QPSStorageBandwidthThroughputBack of the EnvelopeSystem DesignEstimation

Capacity Estimation

Master back-of-the-envelope calculations — QPS estimation, storage sizing, and bandwidth calculations. The math that drives every system design interview.

22 min read9 sections

The Big Picture — What Is Capacity Estimation?

Capacity estimation is the art of making quick, reasonable calculations about how much a system needs — how many requests per second, how much storage, how much bandwidth. It's not about being precise to the byte. It's about getting within the right order of magnitude so you can make informed design decisions.

**INSTRUCTION A:**
Based on the capacity estimation page, does each statement agree with the text? Answer yes or no for each, and quote the deciding words.
(i) Capacity estimation should be precise down to the byte.
(ii) The aim is to land within the right order of magnitude.
(iii) The page covers QPS estimation, storage sizing, and bandwidth calculations.

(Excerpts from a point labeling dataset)
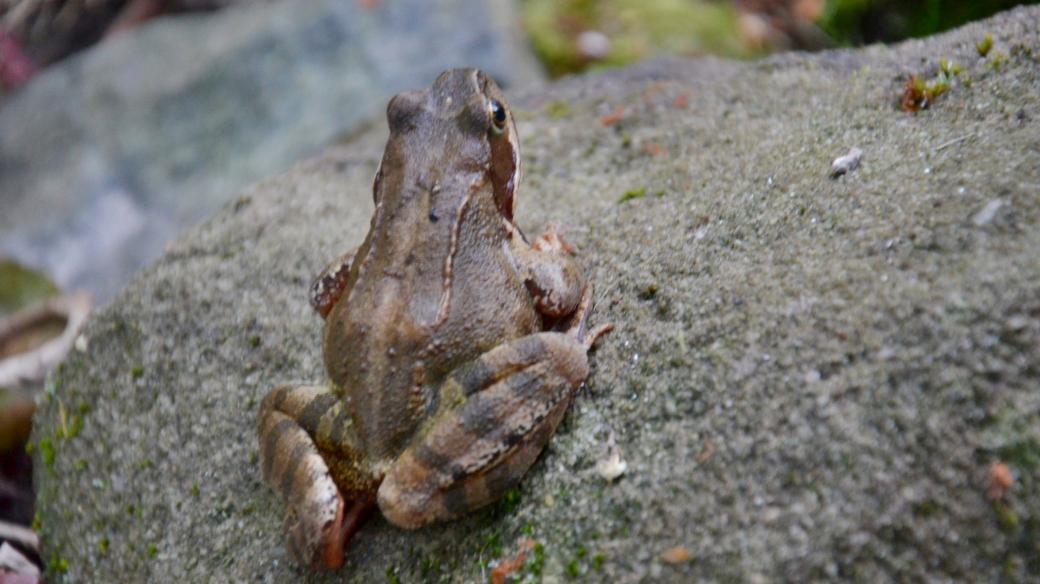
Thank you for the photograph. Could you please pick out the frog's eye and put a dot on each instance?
(497, 112)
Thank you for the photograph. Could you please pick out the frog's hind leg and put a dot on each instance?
(326, 505)
(494, 417)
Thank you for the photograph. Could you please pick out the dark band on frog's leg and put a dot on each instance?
(478, 449)
(294, 424)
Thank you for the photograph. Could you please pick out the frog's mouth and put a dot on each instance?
(505, 168)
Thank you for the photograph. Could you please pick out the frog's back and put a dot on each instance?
(413, 312)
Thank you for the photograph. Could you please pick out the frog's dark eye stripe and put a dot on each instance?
(497, 111)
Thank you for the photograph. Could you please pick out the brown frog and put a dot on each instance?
(453, 346)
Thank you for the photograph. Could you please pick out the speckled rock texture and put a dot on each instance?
(152, 130)
(809, 380)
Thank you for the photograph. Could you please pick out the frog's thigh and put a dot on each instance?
(496, 415)
(292, 424)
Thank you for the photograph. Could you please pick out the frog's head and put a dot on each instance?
(460, 129)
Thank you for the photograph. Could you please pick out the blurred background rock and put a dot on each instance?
(123, 122)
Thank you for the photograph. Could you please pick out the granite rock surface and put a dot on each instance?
(811, 378)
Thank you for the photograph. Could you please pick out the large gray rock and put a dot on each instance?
(106, 157)
(809, 379)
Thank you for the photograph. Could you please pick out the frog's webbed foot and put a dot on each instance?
(329, 286)
(293, 423)
(495, 416)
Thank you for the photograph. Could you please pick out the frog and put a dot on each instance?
(453, 346)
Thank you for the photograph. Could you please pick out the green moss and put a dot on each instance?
(926, 508)
(557, 109)
(950, 69)
(597, 562)
(22, 287)
(1006, 516)
(57, 564)
(635, 29)
(75, 426)
(573, 569)
(537, 563)
(510, 501)
(47, 450)
(1024, 454)
(632, 194)
(985, 45)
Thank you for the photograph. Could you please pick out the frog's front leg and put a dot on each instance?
(553, 280)
(494, 417)
(309, 458)
(329, 286)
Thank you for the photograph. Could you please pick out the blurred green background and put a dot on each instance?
(573, 35)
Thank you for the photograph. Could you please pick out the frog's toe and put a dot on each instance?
(317, 540)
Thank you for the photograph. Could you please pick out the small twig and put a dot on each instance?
(949, 143)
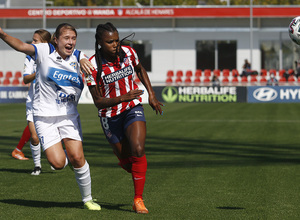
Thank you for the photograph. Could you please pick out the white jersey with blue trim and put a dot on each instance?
(29, 68)
(58, 82)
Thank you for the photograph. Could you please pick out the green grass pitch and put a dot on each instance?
(205, 161)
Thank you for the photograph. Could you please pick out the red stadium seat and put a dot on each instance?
(263, 79)
(235, 72)
(253, 78)
(244, 79)
(178, 80)
(198, 73)
(169, 80)
(291, 79)
(8, 74)
(217, 72)
(225, 79)
(15, 82)
(170, 73)
(6, 82)
(188, 80)
(226, 72)
(179, 73)
(263, 72)
(272, 71)
(189, 73)
(291, 71)
(207, 72)
(18, 74)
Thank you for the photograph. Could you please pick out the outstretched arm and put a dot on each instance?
(28, 78)
(17, 44)
(102, 102)
(143, 76)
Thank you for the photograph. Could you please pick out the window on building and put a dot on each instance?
(270, 54)
(143, 49)
(212, 54)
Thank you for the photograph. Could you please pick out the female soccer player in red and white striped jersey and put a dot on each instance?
(124, 123)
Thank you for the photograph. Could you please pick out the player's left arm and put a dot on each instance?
(85, 65)
(143, 76)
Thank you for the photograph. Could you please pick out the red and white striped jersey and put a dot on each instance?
(116, 80)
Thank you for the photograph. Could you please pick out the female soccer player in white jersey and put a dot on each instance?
(57, 91)
(123, 124)
(39, 36)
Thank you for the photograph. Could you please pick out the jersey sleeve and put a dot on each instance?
(28, 66)
(135, 58)
(91, 79)
(41, 50)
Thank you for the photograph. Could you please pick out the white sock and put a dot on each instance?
(83, 178)
(36, 154)
(66, 162)
(67, 159)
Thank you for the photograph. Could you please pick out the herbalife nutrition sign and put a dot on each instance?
(188, 94)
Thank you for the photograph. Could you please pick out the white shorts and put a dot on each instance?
(52, 130)
(29, 117)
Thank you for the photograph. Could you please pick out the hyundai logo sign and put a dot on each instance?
(265, 94)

**INSTRUCTION B:**
In the rows, starting with the line that contains "out the player's" and going on through the last line of the rows, substitute "place a dot" for "put a dot". Return only those lines, with everything else unchanged.

**FINAL ANSWER A:**
(i) No: "It's not about being precise to the byte."
(ii) Yes: "It's about getting within the right order of magnitude so you can make informed design decisions."
(iii) Yes: "QPS estimation, storage sizing, and bandwidth calculations"

**FINAL ANSWER B:**
Thank you for the photograph. Could you please pick out the player's left arm and place a dot on each instance?
(85, 65)
(143, 76)
Thank you for the photograph. Could you please pick out the red and white striped jersey and place a dot on each instance?
(116, 80)
Thank you for the photograph. Could you please pick out the female soccer player in white jersey and place a dot on each instance?
(57, 91)
(123, 124)
(39, 36)
Thank you for the photograph. Could you please pick out the jersey sleeve and place a dot on each instance?
(28, 66)
(135, 58)
(91, 79)
(41, 50)
Thank you for the photograph. Could you please pick out the white sock and place a dot on each instance?
(83, 178)
(36, 154)
(66, 162)
(67, 159)
Thank you for the photograph. Could you please pick out the herbalife nutrition sign and place a dot on each instance?
(188, 94)
Thank you for the photograph. Could you please pick out the white shorts and place a dot on each instance?
(52, 130)
(29, 117)
Thank you for the photograph. Could you please pick out the hyundai logo sign and place a dot on each instance?
(265, 94)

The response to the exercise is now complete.